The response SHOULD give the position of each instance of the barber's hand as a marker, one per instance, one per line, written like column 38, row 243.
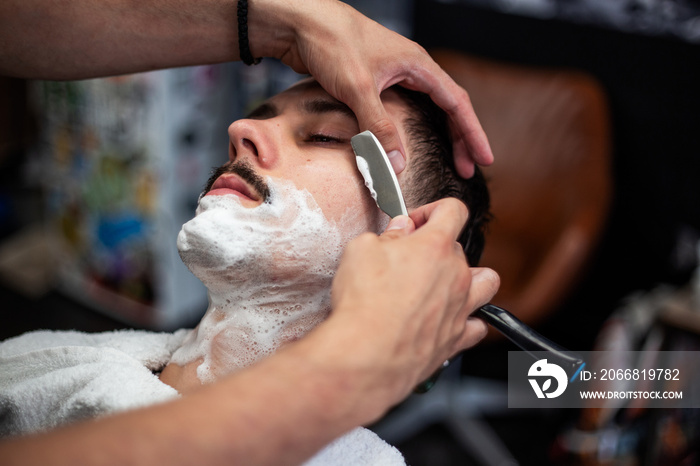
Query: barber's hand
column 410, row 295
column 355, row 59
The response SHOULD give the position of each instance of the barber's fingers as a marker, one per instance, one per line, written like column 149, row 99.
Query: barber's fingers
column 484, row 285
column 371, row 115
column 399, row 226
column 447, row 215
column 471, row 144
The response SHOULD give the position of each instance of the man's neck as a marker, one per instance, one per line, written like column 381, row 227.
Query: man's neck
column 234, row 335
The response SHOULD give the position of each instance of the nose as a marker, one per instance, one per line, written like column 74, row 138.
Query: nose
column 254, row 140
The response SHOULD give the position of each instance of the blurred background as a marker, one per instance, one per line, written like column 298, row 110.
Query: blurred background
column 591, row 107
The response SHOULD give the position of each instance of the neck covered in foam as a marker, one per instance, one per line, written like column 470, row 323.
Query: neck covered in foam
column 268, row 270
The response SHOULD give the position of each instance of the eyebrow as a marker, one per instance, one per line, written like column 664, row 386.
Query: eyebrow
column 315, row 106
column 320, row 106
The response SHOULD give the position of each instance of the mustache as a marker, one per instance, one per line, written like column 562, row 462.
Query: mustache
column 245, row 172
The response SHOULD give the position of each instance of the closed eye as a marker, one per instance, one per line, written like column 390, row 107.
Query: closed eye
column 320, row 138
□ □ □ □ □ □ □
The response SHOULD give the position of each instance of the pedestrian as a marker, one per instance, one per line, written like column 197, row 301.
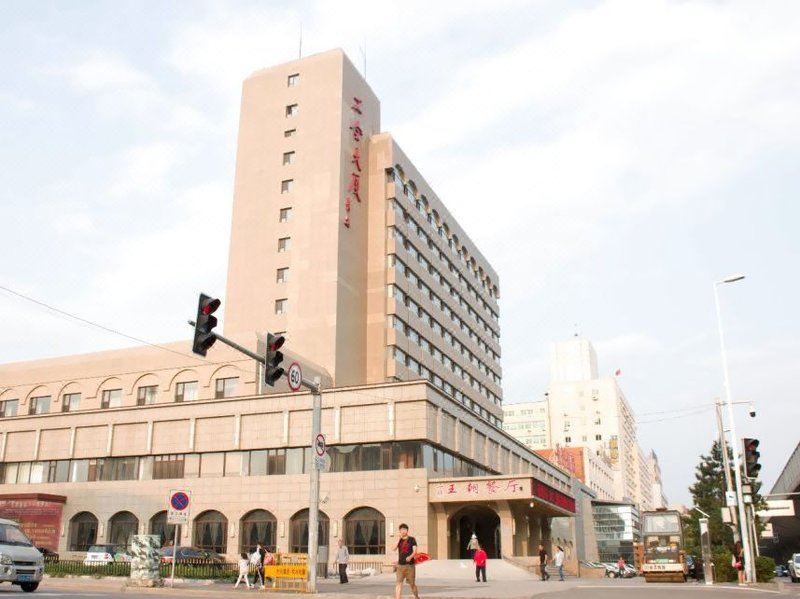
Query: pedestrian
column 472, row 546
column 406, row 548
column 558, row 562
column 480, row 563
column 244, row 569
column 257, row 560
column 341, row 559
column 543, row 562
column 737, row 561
□ □ □ □ □ □ □
To do: Swap "man's neck" for "customer's neck" in the rows from the line with "149, row 99." up to and including the line with "column 234, row 335", leaving everything else unchanged, and give only those lines.

Answer in full:
The response SHOULD give the position of each instance of the barber's fingers as a marker, one per instance, one per line, written like column 149, row 99.
Query: barber's fingers
column 484, row 285
column 371, row 115
column 399, row 226
column 447, row 215
column 471, row 144
The response SHOULD give the position of each instance of the customer's neck as a marker, one per instance, one per line, written like column 381, row 227.
Query: customer's neck
column 234, row 335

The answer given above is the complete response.